Na época, até mesmo Mauricio de Sousa se pronunciou sobre o meme, acusando-a de "desrespeitar os profissionais do teatro". "Como artista, respeito e admiro apresentações públicas de performáticos fantasiados ou não de personagens, quaisquer que sejam. Como empresa, não podemos concordar com a utilização comercial de cópias de nossas criações, sem conhecimento ou cuidados", disse Sousa, em comunicado oficial.
Diante do impasse, Tássia e o criador da Turma da Mônica se encontraram pessoalmente em São Paulo. Ela lembra que o cartunista até prometeu ajudá-la com um emprego — o que acabou não acontecendo. Embora recebesse muitos convites de trabalho, de diversas cidades do país, ela não podia aceitá-los por estar usando o personagem indevidamente.
— Ele não me apoiou como prometido, ainda mais em um país que tem Carreta Furacão, com tantos outros personagens divertidos. Meu intuito nunca foi atrapalhar nada, só queria canalizar para a música mesmo e acabei perdendo trabalhos. Isso tudo me frustrou, porque era a chance de uma subida de vida que acabou embargada — lamenta ela.
Superação
Com diversas negativas de empresas e sem ter como investir na carreira, Tássia entrou em depressão e chegou a pesar 35 quilos. O trabalho como Magali também não era fácil: o calor da fantasia e a má alimentação a deixavam constantemente doente. Diante do cenário, ela precisou optar por outros caminhos.
A recuperação começou a tomar forma quando se encontrou na religião cristã: ela passou a frequentar cultos e a cantar hinos, investindo na carreira de cantora, que sempre foi seu sonho. Quando entrou de fato para o ramo musical, chegou a ser procurada por um empresário mais dedicado ao funk. O projeto também não deu certo.
De volta ao gospel, Tássia já compôs mais de 40 hinos e busca uma gravadora para poder apostar, de fato, na carreira musical.
— Encontro muitas portas fechadas dentro da própria igreja, mas falei para Deus: "Qual é o propósito?". A depressão foi me pegando, mas estou confiante que vai dar certo. Quero muito que uma gravadora apareça — confidencia.
------------------------------------------------------------------------
SEU OBJETIVO:
Extraia do texto selecionado, sem mudar nada, o trecho que começa em "Diante do impasse, Tássia" e segue até "embargada — lamenta ela.", incluindo essas palavras.

[Dados de anotação por pontos]
------------------------------------------------------------------------
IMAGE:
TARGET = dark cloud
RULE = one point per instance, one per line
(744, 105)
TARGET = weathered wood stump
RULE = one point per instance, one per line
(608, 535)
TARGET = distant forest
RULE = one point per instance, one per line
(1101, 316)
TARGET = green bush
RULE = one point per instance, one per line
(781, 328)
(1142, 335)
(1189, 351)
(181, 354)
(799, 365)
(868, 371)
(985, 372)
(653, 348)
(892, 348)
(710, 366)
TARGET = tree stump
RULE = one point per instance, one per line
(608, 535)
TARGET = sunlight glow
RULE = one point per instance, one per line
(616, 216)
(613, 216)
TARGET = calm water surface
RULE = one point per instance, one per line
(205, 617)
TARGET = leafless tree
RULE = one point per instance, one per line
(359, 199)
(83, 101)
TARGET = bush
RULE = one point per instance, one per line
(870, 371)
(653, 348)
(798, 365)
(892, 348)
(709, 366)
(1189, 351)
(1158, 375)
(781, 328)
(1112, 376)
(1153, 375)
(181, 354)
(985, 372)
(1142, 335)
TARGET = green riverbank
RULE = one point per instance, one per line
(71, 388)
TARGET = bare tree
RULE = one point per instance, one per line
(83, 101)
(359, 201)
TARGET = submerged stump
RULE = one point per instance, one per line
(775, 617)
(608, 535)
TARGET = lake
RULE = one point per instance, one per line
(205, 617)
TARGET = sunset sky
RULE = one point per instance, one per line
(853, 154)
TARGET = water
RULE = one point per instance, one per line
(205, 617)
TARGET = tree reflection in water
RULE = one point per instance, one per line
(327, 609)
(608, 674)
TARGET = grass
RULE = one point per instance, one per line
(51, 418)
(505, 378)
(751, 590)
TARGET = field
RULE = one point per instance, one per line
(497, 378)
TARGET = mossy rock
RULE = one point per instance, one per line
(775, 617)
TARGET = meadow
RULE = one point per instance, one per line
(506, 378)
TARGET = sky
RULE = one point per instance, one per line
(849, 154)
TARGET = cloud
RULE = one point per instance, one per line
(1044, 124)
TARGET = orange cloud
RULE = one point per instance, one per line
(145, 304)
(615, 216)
------------------------------------------------------------------------
RESPOSTA ABAIXO:
Diante do impasse, Tássia e o criador da Turma da Mônica se encontraram pessoalmente em São Paulo. Ela lembra que o cartunista até prometeu ajudá-la com um emprego — o que acabou não acontecendo. Embora recebesse muitos convites de trabalho, de diversas cidades do país, ela não podia aceitá-los por estar usando o personagem indevidamente.
— Ele não me apoiou como prometido, ainda mais em um país que tem Carreta Furacão, com tantos outros personagens divertidos. Meu intuito nunca foi atrapalhar nada, só queria canalizar para a música mesmo e acabei perdendo trabalhos. Isso tudo me frustrou, porque era a chance de uma subida de vida que acabou embargada — lamenta ela.